= STATED PROBLEM =
Can you reproduce the listing below line for line, omitting the pictures?

= EXCERPTED RECORDS =
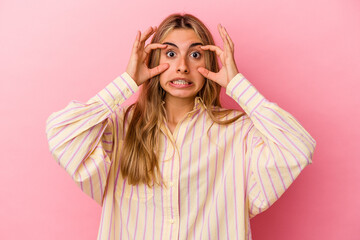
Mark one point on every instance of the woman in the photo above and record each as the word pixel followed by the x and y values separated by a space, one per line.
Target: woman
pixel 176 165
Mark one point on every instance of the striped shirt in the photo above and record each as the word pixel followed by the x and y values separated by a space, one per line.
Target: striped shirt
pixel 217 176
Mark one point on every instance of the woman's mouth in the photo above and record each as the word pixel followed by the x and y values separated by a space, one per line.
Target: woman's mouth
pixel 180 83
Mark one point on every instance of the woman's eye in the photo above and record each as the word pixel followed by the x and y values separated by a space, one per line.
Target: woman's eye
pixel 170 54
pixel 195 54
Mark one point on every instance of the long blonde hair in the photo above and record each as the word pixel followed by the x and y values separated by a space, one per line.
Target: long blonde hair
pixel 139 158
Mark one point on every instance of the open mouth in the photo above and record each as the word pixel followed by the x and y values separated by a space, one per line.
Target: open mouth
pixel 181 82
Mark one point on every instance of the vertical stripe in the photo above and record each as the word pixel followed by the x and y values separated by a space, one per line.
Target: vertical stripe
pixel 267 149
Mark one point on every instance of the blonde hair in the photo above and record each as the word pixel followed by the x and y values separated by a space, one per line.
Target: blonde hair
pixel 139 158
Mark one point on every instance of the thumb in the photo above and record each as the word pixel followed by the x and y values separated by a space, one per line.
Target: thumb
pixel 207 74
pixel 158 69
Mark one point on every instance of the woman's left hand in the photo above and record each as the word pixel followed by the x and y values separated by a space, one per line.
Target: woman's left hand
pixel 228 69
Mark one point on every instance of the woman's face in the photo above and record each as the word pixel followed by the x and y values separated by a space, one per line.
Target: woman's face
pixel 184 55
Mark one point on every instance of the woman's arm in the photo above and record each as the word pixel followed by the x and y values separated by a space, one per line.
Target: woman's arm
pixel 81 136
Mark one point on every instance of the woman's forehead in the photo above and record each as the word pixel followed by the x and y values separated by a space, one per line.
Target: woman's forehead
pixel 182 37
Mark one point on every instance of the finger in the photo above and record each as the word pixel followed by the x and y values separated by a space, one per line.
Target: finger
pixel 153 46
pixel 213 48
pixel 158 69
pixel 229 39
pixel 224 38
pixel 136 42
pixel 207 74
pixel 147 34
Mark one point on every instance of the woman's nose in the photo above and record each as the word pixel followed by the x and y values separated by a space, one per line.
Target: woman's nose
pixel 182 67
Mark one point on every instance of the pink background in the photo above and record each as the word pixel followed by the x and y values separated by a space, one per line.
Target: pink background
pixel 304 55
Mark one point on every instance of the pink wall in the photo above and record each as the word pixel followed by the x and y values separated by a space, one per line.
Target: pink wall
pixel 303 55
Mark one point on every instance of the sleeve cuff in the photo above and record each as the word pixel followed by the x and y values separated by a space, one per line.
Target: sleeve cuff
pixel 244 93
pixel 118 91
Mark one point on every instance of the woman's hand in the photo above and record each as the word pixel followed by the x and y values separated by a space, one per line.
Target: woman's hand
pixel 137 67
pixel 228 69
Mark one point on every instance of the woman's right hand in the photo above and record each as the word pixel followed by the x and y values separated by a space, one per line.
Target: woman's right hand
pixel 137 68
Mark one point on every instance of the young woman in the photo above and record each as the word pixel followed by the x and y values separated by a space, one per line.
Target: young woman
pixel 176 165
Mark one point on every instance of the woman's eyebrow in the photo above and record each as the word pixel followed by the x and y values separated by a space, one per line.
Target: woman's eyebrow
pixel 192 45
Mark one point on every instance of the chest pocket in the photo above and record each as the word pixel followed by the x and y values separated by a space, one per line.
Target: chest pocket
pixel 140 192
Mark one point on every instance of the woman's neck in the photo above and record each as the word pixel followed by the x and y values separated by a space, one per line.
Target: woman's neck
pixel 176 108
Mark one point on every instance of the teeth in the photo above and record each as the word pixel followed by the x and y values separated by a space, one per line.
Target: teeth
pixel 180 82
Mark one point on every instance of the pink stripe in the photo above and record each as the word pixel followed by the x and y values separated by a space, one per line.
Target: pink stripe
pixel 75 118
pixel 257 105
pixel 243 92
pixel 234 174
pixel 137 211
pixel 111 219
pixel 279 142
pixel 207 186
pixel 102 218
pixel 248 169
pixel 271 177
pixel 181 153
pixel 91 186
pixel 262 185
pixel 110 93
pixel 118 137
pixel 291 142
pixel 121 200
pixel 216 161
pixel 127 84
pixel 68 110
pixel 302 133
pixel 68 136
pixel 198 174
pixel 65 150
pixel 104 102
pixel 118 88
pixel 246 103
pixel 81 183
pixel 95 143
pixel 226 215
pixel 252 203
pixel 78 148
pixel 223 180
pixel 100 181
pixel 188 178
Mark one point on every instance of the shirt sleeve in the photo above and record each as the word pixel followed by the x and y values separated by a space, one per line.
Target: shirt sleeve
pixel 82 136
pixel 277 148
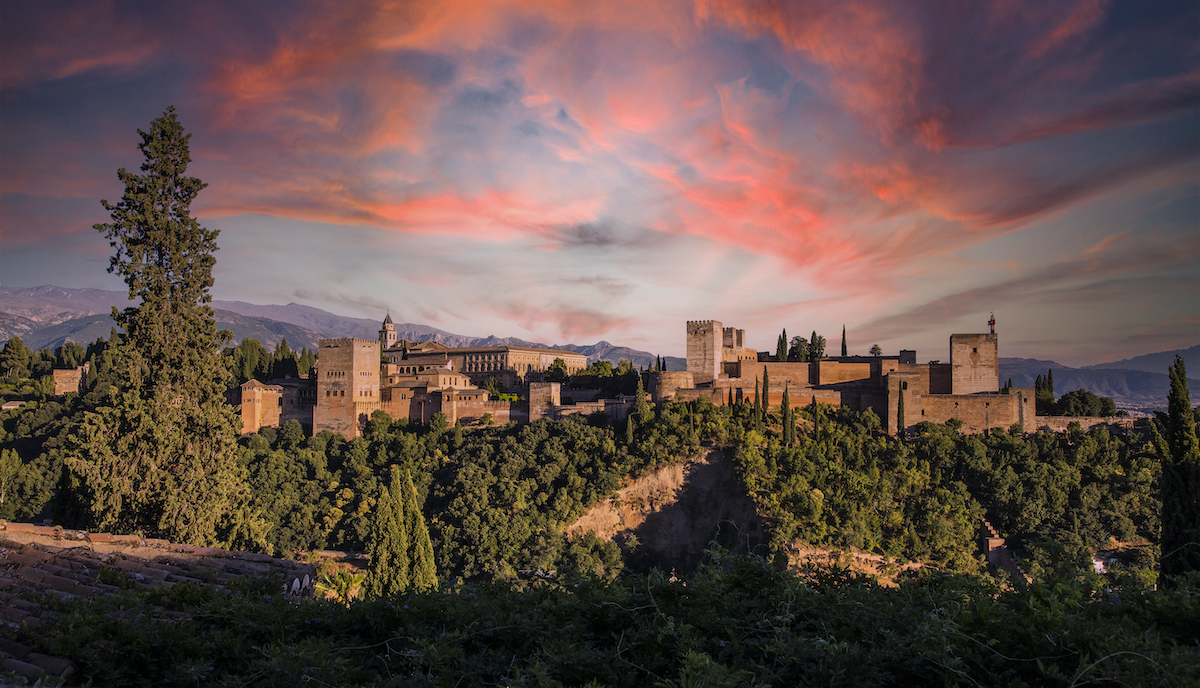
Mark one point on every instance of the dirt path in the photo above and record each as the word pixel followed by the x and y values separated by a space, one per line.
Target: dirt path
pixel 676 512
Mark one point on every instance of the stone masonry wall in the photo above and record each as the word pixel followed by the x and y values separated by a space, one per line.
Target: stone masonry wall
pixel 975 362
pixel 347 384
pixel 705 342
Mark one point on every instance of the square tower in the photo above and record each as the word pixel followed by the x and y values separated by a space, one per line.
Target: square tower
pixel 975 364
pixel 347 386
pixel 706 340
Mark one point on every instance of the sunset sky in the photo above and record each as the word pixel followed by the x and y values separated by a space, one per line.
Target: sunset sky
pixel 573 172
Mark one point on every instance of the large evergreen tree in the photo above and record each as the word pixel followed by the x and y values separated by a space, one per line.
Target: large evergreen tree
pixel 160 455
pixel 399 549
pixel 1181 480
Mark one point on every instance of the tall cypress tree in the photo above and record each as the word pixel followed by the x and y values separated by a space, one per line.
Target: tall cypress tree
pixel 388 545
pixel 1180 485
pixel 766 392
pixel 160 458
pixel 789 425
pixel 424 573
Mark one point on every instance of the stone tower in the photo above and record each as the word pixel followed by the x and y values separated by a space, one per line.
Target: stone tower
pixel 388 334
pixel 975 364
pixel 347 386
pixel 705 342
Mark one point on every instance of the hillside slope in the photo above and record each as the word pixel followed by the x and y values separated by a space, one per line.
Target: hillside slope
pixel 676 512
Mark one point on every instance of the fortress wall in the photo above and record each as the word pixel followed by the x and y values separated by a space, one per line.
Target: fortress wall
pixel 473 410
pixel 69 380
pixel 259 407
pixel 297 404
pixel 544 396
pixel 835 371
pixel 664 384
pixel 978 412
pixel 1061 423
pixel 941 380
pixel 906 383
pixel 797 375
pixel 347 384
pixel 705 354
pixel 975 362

= TASK OUTPUT =
Mark one point on every instance of the woman in the photo above and record each as the word pixel followed by the x and y values separated by a space, one per line.
Target: woman
pixel 176 165
Mark one point on every instance of the striped shirt in the photo above and record each as the word pixel followed by the x and y values separated by a space, one per line.
Target: striped shirt
pixel 217 176
Mark one point on every instance of the woman's mouth in the photo above and record each as the word pixel followed by the x and y values separated by a space, one per line.
Target: woman's mouth
pixel 180 83
Mark one point on every instance of the woman's eye in the photo above and record each as the word pixel followed by the x and y values separated by a space, one per line.
Target: woman's eye
pixel 170 54
pixel 195 54
Mark one point on every instance of the long blonde hair in the photo above and record each as the word pixel followed by the x and y values separated by a space, one per line.
Target: long blonde hair
pixel 139 158
Mark one point on every instance of the open mouth in the photo above and record each as the word pixel followed by the x and y values separated by a space, one per line.
Target: open mouth
pixel 181 82
Mark one point on every instance of the vertical stripe in the photo above and record each as the word pixel followed by the x and y values separated by a space, one per line.
Target: vertical stripe
pixel 267 149
Mark one point on every instance of the blonde hair in the photo above and record each as the word pixel followed by the x and y values separated by a space, one per line.
Target: blonde hair
pixel 139 158
Mark one point on every instance of the thumb in the photo above and record each as the word pixel followed by the x and y values separated by a space, one per line.
Target: thumb
pixel 207 74
pixel 158 69
Mark one point on every instance of the woman's left hand in the photo above and record each as the word pixel followed by the x and y values separated by a space, one per line.
Target: woman's left hand
pixel 228 69
Mark one point on every instance of the woman's face in the photo above and record each as the word pixel followed by the x and y values separated by a space, one per line.
Target: woman's face
pixel 184 55
Mark one point on every instance of the woman's arm in the photo above and record each as the word pixel followed by the x and y values separated by a space, one per line.
Target: woman's arm
pixel 81 136
Mark one point on every instance of the woman's forehead in the photo above and record each as the word pixel followed by the x and y values separated by a space, one per line.
Target: woman's forehead
pixel 182 37
Mark one point on every instance of the finger in the photo above and record each as the word pixel followed by the x and y values separated by a space, one per line.
Target: finger
pixel 153 46
pixel 213 48
pixel 158 69
pixel 229 39
pixel 224 38
pixel 136 42
pixel 207 74
pixel 147 34
Mark one point on every instance of the woman's nose in the photo above and record each as the word pixel followed by the x and y values separated by a space, one per line.
Target: woman's nose
pixel 182 67
Mark one point on every instance of the pink background in the photo above and record each as the word pixel followed by the x and y values separated by a space, one per line.
Target: pink background
pixel 304 55
Mark one point on every instance of the pink wall in the photo above and record each as the word pixel followed by the x and y values separated by a space, one per line.
Target: pink wall
pixel 303 55
Mark one point on every instance of the sleeve cuff in the photo above and record each as the word pixel followed by the x and y values separated by a space, one per line.
Target: sleeve cuff
pixel 244 93
pixel 118 91
Mark one point on every instance of the woman's hand in the photo above and record each as the word pixel followed by the x and y values separated by a space, one per line.
Target: woman's hand
pixel 137 67
pixel 228 69
Mark one point on every instance of the woman's right hand in the photo above and record each as the word pixel followed by the x and y values separated by a space, one per line.
Target: woman's right hand
pixel 137 68
Mark one point on every instance of the young woman in the photo above and record each as the word pixel followed by the x and y values separated by a space, one per line.
Target: young woman
pixel 176 165
Mark one point on every instance of the woman's eyebrow in the photo above and record each as the word pixel followed by the x and y values separated by a space, one per line.
Target: woman's eyebrow
pixel 192 45
Mark one point on every instance of the chest pocket in the photo above and record each as the word pixel followed by the x and y values separated by a space, one per line.
Target: chest pocket
pixel 140 192
Mark one point on every instance of the woman's neck in the photo above and record each as the word pixel followed by the x and y values separated by a space, one per line.
Target: woman's neck
pixel 176 108
Mark one point on every instance of the teeth in the photo above and record each as the word pixel followed by the x and y values separated by a space, one per line.
Target: teeth
pixel 180 82
Mark one point on every instance of the pink stripe in the photo above and record each as the word pixel followed by the x and y values separated by a space, one per line.
Target: pink stripe
pixel 75 118
pixel 257 105
pixel 243 92
pixel 234 174
pixel 137 211
pixel 111 219
pixel 279 142
pixel 207 186
pixel 102 218
pixel 248 169
pixel 271 177
pixel 181 153
pixel 91 186
pixel 262 185
pixel 110 93
pixel 118 137
pixel 291 142
pixel 121 200
pixel 216 161
pixel 127 84
pixel 68 110
pixel 302 133
pixel 68 136
pixel 198 174
pixel 65 150
pixel 104 102
pixel 118 88
pixel 246 103
pixel 81 183
pixel 95 143
pixel 226 215
pixel 252 203
pixel 78 148
pixel 223 180
pixel 100 181
pixel 188 178
Mark one point on every instance of the shirt sleeve in the photo above and record each as the word pixel followed by the x and y values separated by a space, one per line.
Target: shirt sleeve
pixel 82 136
pixel 277 148
Mark one point on every instance of the dirt path in the photo above and record each as the word pixel followed by the x and y values separated by a space, one per line.
Target: dirt path
pixel 676 512
Mark one point on every instance of the stone masonry wall in the photo above and record each as the word pixel followed by the x and y values separated by a space, one per line.
Target: stone masonry wall
pixel 975 362
pixel 347 384
pixel 705 342
Mark one point on every instance of the square tower in the photo above and record each as the word pixel followed by the x and y values separated by a space, one per line.
Target: square tower
pixel 975 364
pixel 347 386
pixel 706 340
Mark one point on every instance of the sunset sky in the photo above and record each as the word pixel followed by the x and y values separated by a space, one per line.
Target: sunset sky
pixel 573 172
Mark one point on every instance of the large evergreen tree in the photo above and record each as the word pixel followed by the x and y values separated by a space, one per line.
Target: large evergreen tree
pixel 160 455
pixel 399 549
pixel 1181 480
Mark one point on every instance of the tall cypress tree in the photo above and record each as the word pixel followed by the x and y values separated by a space, one per line.
Target: tall cypress tree
pixel 388 545
pixel 1180 485
pixel 766 392
pixel 160 458
pixel 789 425
pixel 424 573
Mark one point on every instance of the stone tower in the photo above and record each as the word pixel followed by the x and y values separated by a space, one per line.
Target: stone tower
pixel 388 334
pixel 975 364
pixel 347 386
pixel 705 342
Mark one point on every instance of the hillside slope in the photo above and record each as the word pixel followed by the x and y values separated by a space, one per line.
Target: hillside slope
pixel 676 512
Mark one point on every instance of the fortress wall in the photo above and record each as the word pixel followed by the x and y values separated by a space, one per line.
Target: fortress wall
pixel 473 410
pixel 69 380
pixel 259 407
pixel 297 404
pixel 544 396
pixel 835 371
pixel 664 384
pixel 978 412
pixel 1061 423
pixel 941 380
pixel 906 383
pixel 797 375
pixel 347 384
pixel 705 354
pixel 975 362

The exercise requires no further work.